TEXT SECTION:
It’s 5:30 a.m. and Treana Peake is starting Spanish lessons before her two kids wake up. Peake’s day job at her Vancouver lifestyle brand Obakki is already more than full time; early mornings have to be carved out to learn to communicate with the global artisans she partners with. Fortunately, Obakki also sells fair-trade coffee.
“I feel so terrible when I go to the villages and no one speaks any English,” she laments about a recent foray to Mexico to meet a group of palm frond weavers. “I want to be able to communicate because I think it’s just respectful.” She’s tired, but sleep can come later—being short on time is relative. Peake won’t have to walk hours today to retrieve water from a well before she starts her day job like many of the people her foundation seeks to help.
When Peake was a child, a white envelope arrived at her door each Christmas. The money it contained—quietly donated anonymously—would put food on the table for the rest of the year. It was an experience that shaped her view of giving and would later underwrite every Obakki transaction. Her company started with a fashion line, which recently expanded to lifestyle. Furniture is next.

WORK ITEM A: In the profile of Treana Peake, at what time does she start her Spanish lessons?
WORK ITEM B: Write what comes next in the profile of Treana Peake, picking up after its final sentence.

Segmentation mask data:
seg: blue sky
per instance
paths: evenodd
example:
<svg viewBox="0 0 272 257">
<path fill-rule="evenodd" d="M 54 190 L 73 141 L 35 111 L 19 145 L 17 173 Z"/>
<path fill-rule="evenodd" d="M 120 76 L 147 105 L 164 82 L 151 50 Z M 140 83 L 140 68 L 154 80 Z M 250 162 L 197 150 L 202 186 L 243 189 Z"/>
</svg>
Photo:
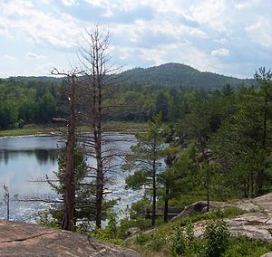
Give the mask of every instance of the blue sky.
<svg viewBox="0 0 272 257">
<path fill-rule="evenodd" d="M 165 62 L 239 78 L 272 68 L 272 1 L 1 0 L 0 77 L 76 66 L 84 28 L 123 70 Z"/>
</svg>

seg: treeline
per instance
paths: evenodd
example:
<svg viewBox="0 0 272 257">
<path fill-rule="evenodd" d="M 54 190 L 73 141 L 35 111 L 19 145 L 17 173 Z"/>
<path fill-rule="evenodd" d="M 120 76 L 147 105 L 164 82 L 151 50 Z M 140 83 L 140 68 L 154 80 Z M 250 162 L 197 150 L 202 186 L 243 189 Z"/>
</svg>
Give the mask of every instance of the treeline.
<svg viewBox="0 0 272 257">
<path fill-rule="evenodd" d="M 45 124 L 62 113 L 64 82 L 46 78 L 9 78 L 0 81 L 0 129 Z"/>
<path fill-rule="evenodd" d="M 23 128 L 31 123 L 47 124 L 53 118 L 63 116 L 67 112 L 66 82 L 66 80 L 53 77 L 0 80 L 0 129 Z M 116 108 L 105 111 L 102 119 L 103 121 L 146 122 L 161 113 L 163 121 L 173 123 L 189 111 L 189 103 L 196 91 L 210 96 L 221 94 L 218 90 L 121 81 L 107 89 L 104 107 L 114 105 Z"/>
<path fill-rule="evenodd" d="M 167 220 L 169 205 L 206 200 L 209 210 L 211 200 L 256 197 L 271 191 L 272 73 L 261 68 L 255 78 L 256 86 L 236 90 L 226 85 L 209 92 L 182 94 L 175 89 L 175 94 L 170 94 L 172 90 L 157 93 L 161 104 L 156 111 L 170 127 L 165 130 L 153 119 L 147 131 L 150 138 L 141 141 L 139 135 L 139 146 L 131 148 L 138 151 L 138 162 L 141 150 L 144 163 L 154 163 L 152 171 L 141 167 L 126 179 L 131 188 L 150 183 L 145 197 L 132 204 L 133 217 L 149 208 L 154 219 L 156 200 L 164 206 Z M 178 106 L 171 106 L 176 98 Z M 164 99 L 168 100 L 165 105 Z M 152 130 L 154 126 L 157 128 Z M 161 143 L 162 138 L 169 147 Z M 141 149 L 144 144 L 148 147 Z M 150 146 L 156 149 L 153 154 L 147 152 Z M 163 168 L 161 159 L 166 163 Z"/>
</svg>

RESULT A: 5:30 a.m.

RESULT B:
Some of Obakki’s suppliers are established artisans, such as an Italian glassmaker or a Japanese candlemaker, who sell to the company at regular wholesale rates. Proceeds from these sales—along with gifts from private donors—help the company support more vulnerable communities of artisans, from textile-makers in Querétaro, Mexico, to potters in Akiliba, Uganda.
One of Obakki’s pre-COVID collaborations was with the women of the world’s largest refugee camp, Bidi Bidi, in northwestern Uganda. When Peake met with survivors determined to build better futures for themselves and their children, she was inspired to represent their hope and resiliency through scarves. Called the Bidi Bidi scarf, the tiny piece of fabric features womens’ artwork—some from women who had never used paint before—and went on to sell around the world. All the proceeds went directly back to these women in the form of small business loans, and before long, tailoring shops, catering stands, and shea butter production popped up in the camp as well.
“When I saw the scarf in Isetan, the Japanese department store, and the magic that came about with that collaboration, I thought, wow!” she says. “What else can we do?” The Obakki team started to cast about for other artisans from the region and “homewares kind of naturally evolved from there,” she says. Then the pandemic hit.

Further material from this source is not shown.